Excerpts of pointing data

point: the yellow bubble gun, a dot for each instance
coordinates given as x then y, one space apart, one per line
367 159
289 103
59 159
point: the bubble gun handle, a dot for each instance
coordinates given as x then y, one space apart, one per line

§ **Exercise aim**
Return all of the data exactly as it reads.

§ **Response to the task**
point: the yellow bubble gun, a dot for each instance
coordinates given as x then y, one space apart, one per line
367 159
289 103
59 159
point: the bubble gun handle, a dot for each instance
coordinates given as x then y, one space apart, one per line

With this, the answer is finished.